__SOURCE EXTRACT__:
A well-designed print stylesheet is what makes the same web page produce a beautiful PDF when printed without manual tweaking. The W3C documents the full module under CSS Fragmentation Module Level 3 and CSS Paged Media Module Level 3.2

Frequently asked questions

What is the easiest way to save a web page as a PDF on a desktop browser?
Press Ctrl+P (Windows/Linux) or Cmd+P (macOS) to open the print dialog, then change the destination to "Save as PDF". This works identically in Chrome, Edge, Firefox, and Safari and produces a clean PDF copy of whatever the browser would print. The only setting most users want to change from defaults is "Background graphics" — turn it on if the page has coloured banners or themed backgrounds, because the default for the print pipeline is to disable them.
How do I save just the article content, without ads and navigation?
Use Reader Mode. In Firefox: Address bar → Reader View button (or F9). In Safari: View → Show Reader, or click the AA icon in the address bar. In Edge: Immersive Reader from the address bar. In Chrome: enable the experimental "Reading Mode" in side panel or use a Reader-style extension. Once in Reader Mode, press Ctrl/Cmd+P → Save as PDF. The resulting file contains only the main article — no header, no sidebar, no ads, no comments, no footer.
Can I save a long-scrolling page as a single PDF with all the content?
Yes, but you have to scroll first. Lazy-loaded content (images below the fold, infinite-scroll comment threads, social media timelines) only loads as you scroll near it. Before pressing print, scroll all the way to the bottom of the page — wait a few seconds for everything to load — then scroll back to the top. Now the entire page is in the DOM and the print snapshot captures the full length. For pages with truly endless infinite scroll (a Twitter feed, for example), this approach has a practical limit.
Can I save a page that requires login?
Yes, as long as you are logged in in the browser doing the saving. The print pipeline operates on the rendered page as the current user sees it — your session cookies are respected. This is the right path for saving receipts from your bank, order confirmations from a retailer, or any page behind authentication. Server-based "URL to PDF" services that fetch the URL from their infrastructure cannot see behind login because they do not have your session — they will receive the public version of the page or a login redirect.
Are my pages uploaded anywhere when I use a free HTML-to-PDF tool?
It depends on the tool. Browser print-to-PDF is entirely local — the browser renders the page, writes the PDF, and saves it to your downloads folder. ScoutMyTool's HTML-to-PDF tool also runs entirely in your browser tab using pdf-lib and a layout engine — no upload. Server-side "URL to PDF" services (PDFShift, DocRaptor, the older "Print Friendly" sites) fetch the URL from their servers, which means (a) they cannot see logged-in content and (b) the rendered page passes through their infrastructure. For sensitive pages, stick to browser-local methods.

__ROWS__:
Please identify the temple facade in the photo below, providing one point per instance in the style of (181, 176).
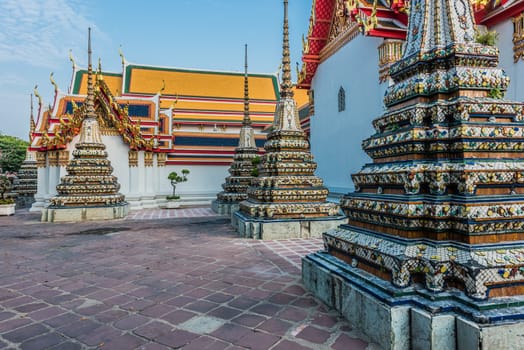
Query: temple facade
(347, 52)
(154, 120)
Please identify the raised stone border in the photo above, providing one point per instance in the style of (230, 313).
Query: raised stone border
(222, 208)
(84, 213)
(250, 227)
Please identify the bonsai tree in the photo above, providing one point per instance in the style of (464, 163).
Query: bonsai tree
(5, 187)
(255, 161)
(175, 180)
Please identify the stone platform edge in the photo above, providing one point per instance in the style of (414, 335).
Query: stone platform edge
(72, 214)
(408, 318)
(270, 229)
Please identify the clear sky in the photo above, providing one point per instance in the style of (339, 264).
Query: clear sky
(36, 36)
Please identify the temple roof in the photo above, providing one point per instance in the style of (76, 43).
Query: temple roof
(148, 80)
(192, 115)
(380, 18)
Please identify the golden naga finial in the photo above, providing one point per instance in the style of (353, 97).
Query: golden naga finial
(75, 106)
(72, 59)
(121, 54)
(53, 82)
(351, 5)
(305, 45)
(162, 88)
(372, 21)
(35, 90)
(173, 104)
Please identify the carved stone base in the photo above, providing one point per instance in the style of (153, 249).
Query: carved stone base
(7, 209)
(224, 208)
(481, 271)
(413, 318)
(269, 229)
(69, 214)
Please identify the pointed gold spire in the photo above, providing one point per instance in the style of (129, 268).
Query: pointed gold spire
(53, 82)
(247, 119)
(286, 84)
(99, 75)
(121, 54)
(38, 96)
(32, 125)
(90, 100)
(72, 59)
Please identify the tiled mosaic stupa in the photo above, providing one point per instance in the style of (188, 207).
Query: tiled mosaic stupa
(437, 220)
(286, 200)
(26, 185)
(89, 191)
(241, 170)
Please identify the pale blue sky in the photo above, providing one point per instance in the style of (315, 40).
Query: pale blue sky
(36, 36)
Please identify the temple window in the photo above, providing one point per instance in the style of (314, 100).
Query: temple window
(311, 97)
(341, 99)
(518, 37)
(389, 52)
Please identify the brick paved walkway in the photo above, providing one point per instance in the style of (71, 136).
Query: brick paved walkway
(157, 284)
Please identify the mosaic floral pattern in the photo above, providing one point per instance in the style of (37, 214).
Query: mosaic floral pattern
(448, 161)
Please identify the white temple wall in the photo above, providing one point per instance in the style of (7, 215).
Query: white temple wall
(118, 155)
(514, 70)
(336, 137)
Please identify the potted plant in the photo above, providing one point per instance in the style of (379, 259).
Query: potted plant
(173, 200)
(7, 205)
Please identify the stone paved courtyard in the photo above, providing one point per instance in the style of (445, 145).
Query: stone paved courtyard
(160, 279)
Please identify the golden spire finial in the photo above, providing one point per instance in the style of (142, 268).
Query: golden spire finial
(90, 99)
(121, 54)
(71, 58)
(99, 70)
(286, 84)
(53, 82)
(247, 120)
(35, 90)
(32, 125)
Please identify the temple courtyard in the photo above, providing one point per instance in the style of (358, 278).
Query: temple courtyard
(159, 279)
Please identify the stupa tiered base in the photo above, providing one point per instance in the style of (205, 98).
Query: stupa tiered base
(412, 317)
(76, 214)
(285, 228)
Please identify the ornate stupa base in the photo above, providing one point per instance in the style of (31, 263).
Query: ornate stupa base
(78, 214)
(413, 317)
(283, 228)
(224, 208)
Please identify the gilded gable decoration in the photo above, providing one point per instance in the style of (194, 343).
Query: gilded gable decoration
(518, 37)
(41, 159)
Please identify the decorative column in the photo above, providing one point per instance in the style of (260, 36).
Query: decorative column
(133, 197)
(42, 189)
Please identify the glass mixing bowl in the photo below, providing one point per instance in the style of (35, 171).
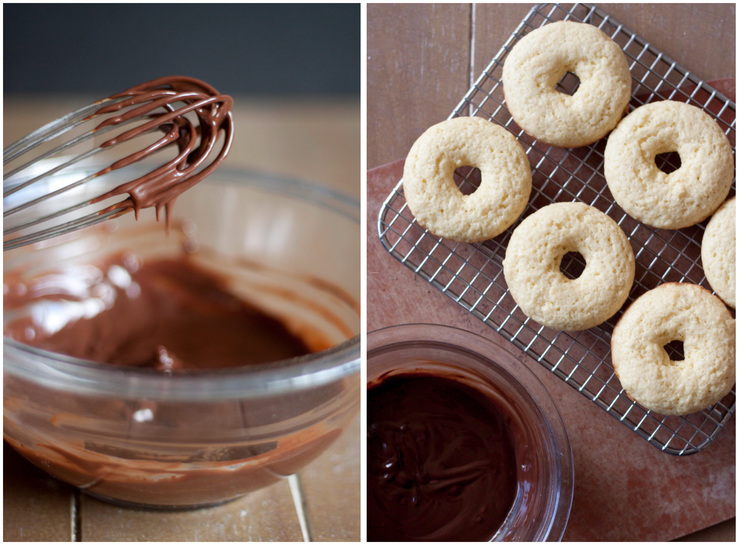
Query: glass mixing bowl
(195, 438)
(544, 460)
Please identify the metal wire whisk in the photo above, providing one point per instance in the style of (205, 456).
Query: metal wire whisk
(71, 173)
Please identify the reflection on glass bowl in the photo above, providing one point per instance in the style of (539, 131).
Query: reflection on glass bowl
(145, 438)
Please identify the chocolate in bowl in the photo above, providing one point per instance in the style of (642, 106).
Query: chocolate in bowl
(437, 465)
(197, 437)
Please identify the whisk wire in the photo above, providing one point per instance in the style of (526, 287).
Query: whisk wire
(46, 188)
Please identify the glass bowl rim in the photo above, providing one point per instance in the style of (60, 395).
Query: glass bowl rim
(77, 375)
(482, 349)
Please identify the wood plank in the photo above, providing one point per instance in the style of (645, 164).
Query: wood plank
(625, 489)
(331, 489)
(36, 507)
(264, 515)
(418, 58)
(314, 140)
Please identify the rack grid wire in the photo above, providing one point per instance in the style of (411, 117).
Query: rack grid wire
(471, 274)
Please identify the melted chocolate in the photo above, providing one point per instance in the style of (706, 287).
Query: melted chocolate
(440, 461)
(166, 314)
(167, 102)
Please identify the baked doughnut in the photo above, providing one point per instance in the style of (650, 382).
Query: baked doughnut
(685, 196)
(435, 200)
(542, 58)
(675, 312)
(718, 252)
(543, 292)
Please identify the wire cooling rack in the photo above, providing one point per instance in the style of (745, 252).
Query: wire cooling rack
(471, 274)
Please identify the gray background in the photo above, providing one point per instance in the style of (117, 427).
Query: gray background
(258, 49)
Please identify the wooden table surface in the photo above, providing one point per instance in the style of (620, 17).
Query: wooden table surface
(421, 60)
(311, 140)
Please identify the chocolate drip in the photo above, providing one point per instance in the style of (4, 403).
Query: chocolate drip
(166, 102)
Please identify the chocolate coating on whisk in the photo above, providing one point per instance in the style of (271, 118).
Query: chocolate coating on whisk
(167, 101)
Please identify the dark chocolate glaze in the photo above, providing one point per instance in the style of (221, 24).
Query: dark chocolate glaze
(167, 103)
(167, 314)
(440, 461)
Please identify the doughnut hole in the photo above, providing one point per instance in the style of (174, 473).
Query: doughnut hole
(668, 162)
(467, 179)
(572, 265)
(568, 84)
(675, 350)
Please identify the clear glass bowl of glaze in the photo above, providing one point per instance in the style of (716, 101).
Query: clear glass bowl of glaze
(143, 438)
(544, 458)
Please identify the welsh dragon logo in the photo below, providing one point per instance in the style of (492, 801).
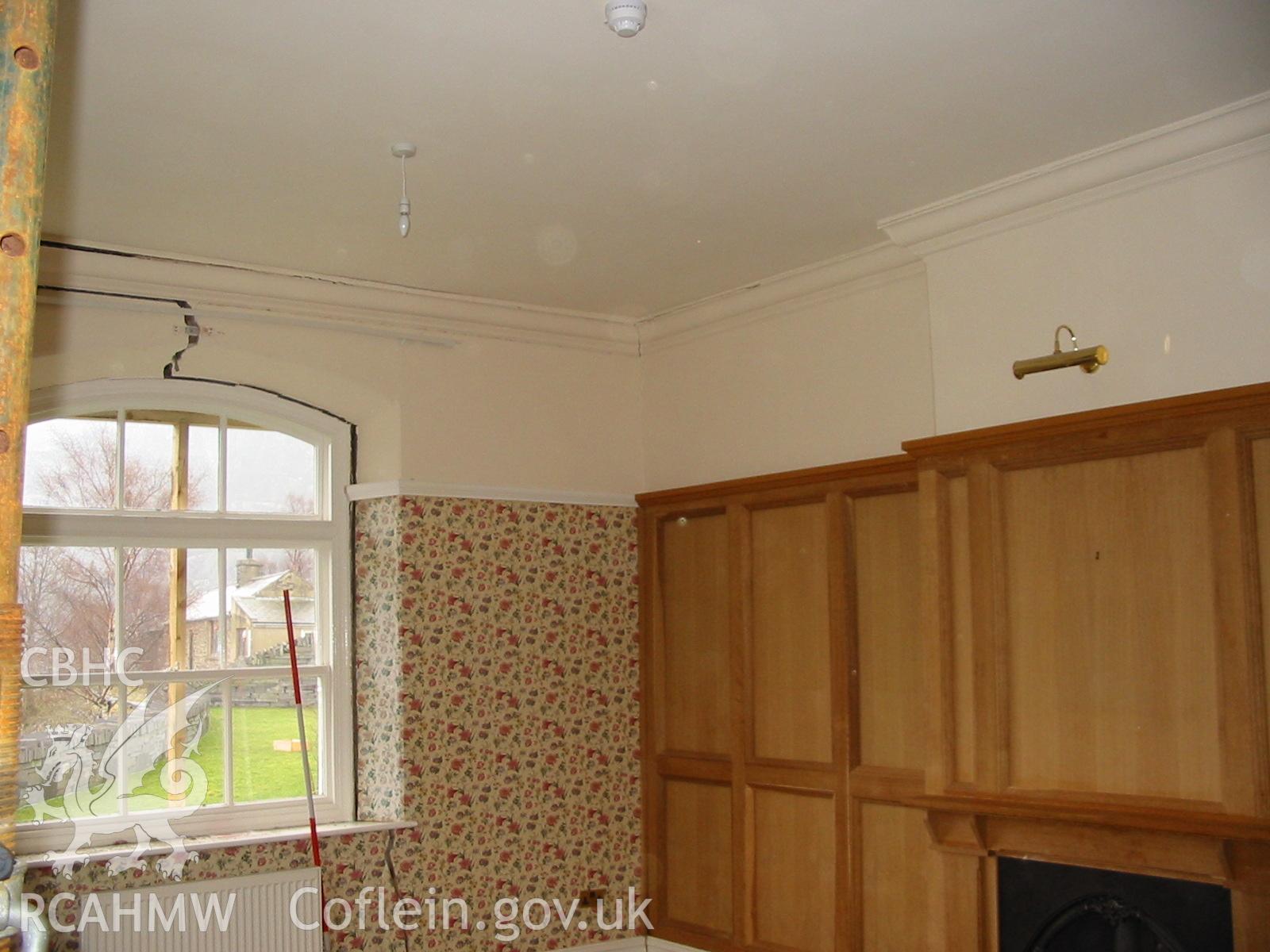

__PROBLEMS TO SOLVE__:
A – Quote the FAQ on saving web pages as PDF from "A well-designed print" to "a desktop browser?".
B – Translate this sentence from the PDF-saving FAQ into Spanish: "For sensitive pages, stick to browser-local methods."
C – List every web browser that the FAQ on saving pages as PDF names.

__COMPLETE ANSWERS__:
A –
A well-designed print stylesheet is what makes the same web page produce a beautiful PDF when printed without manual tweaking. The W3C documents the full module under CSS Fragmentation Module Level 3 and CSS Paged Media Module Level 3.2

Frequently asked questions

What is the easiest way to save a web page as a PDF on a desktop browser?

B – Para páginas sensibles, limítese a los métodos locales del navegador.

C – Chrome, Edge, Firefox, Safari